-- Start MATERIAL FOR THIS TASK --

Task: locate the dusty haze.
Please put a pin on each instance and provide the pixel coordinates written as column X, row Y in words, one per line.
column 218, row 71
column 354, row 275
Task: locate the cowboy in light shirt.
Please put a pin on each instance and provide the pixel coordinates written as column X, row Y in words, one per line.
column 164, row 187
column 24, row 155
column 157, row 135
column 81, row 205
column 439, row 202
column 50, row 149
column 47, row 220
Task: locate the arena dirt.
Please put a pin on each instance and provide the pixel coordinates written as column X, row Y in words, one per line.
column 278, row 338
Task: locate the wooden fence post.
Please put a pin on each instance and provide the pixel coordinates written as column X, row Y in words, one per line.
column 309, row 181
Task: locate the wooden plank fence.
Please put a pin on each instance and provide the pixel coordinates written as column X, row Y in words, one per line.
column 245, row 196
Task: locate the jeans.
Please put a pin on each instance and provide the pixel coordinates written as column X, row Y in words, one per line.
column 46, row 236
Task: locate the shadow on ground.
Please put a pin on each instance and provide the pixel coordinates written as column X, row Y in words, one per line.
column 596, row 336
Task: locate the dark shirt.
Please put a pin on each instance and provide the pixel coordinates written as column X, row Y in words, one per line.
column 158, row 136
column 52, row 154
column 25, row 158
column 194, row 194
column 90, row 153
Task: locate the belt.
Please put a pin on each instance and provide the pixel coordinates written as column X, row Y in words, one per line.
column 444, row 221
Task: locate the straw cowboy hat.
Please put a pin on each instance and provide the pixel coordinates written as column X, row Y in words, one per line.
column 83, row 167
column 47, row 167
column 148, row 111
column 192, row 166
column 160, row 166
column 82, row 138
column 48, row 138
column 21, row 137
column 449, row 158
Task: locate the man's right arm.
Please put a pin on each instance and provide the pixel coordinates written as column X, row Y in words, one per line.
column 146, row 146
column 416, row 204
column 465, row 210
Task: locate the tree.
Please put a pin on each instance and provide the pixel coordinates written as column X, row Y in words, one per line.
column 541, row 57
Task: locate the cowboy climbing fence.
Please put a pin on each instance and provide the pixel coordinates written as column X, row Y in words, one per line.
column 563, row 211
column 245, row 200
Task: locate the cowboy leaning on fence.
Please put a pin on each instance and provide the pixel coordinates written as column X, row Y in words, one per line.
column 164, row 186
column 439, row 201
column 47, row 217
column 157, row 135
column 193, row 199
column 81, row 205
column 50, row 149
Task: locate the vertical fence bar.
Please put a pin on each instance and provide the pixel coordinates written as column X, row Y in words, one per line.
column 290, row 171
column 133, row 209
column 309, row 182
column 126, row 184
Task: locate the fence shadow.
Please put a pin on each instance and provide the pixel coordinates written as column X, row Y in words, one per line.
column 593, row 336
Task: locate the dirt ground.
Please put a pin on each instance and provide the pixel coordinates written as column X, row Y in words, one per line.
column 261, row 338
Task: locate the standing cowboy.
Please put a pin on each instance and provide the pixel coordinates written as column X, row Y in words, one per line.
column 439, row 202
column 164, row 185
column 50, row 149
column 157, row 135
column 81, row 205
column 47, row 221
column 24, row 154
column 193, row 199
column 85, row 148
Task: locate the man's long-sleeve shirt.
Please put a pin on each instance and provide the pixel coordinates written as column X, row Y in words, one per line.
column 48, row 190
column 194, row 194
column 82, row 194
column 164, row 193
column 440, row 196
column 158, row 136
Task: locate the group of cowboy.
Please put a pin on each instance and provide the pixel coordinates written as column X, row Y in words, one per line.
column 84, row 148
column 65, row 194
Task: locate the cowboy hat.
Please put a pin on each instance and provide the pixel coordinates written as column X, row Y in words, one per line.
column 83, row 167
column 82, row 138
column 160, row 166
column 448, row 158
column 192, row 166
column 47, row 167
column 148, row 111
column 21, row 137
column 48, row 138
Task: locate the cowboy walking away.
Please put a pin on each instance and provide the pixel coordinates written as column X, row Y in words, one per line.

-- End MATERIAL FOR THIS TASK --

EXERCISE GOAL> Copy the entries from the line with "Task: locate the fence shadow." through the end of the entries, changing "cowboy" to "rancher" wherever it occurs and keeping everything else the same.

TASK RESULT>
Task: locate the fence shadow.
Please put a pin on each instance and provide the pixel coordinates written as column X, row Y in words, one per line.
column 593, row 336
Task: locate the dirt ground.
Please put a pin on each instance and provide the pixel coordinates written as column X, row Y in words, one per line.
column 261, row 338
Task: locate the standing rancher.
Please put a pin on each instance and provide the pixel coordinates written as column X, row Y in words, one per line.
column 439, row 202
column 164, row 185
column 50, row 149
column 157, row 135
column 81, row 205
column 47, row 221
column 24, row 154
column 193, row 199
column 85, row 148
Task: locate the man's long-sleeve shirt.
Please put a pin on each instance and provide the pixel coordinates written as column X, row Y in words, one per line.
column 48, row 190
column 194, row 194
column 82, row 194
column 164, row 193
column 440, row 196
column 158, row 136
Task: locate the group of rancher.
Please put a pin on each instance and provide the pixel coordinates written as column X, row Y in words, one per line.
column 84, row 148
column 65, row 194
Task: locate the rancher hat.
Please put a pin on each instance and provide the pixel coordinates written as column X, row Y in words, one per line.
column 83, row 167
column 82, row 138
column 160, row 166
column 448, row 158
column 192, row 166
column 47, row 167
column 148, row 111
column 21, row 137
column 48, row 138
Task: locate the rancher walking away.
Please put a pin on each instance and provide the pixel coordinates written as column X, row Y in words, one per line.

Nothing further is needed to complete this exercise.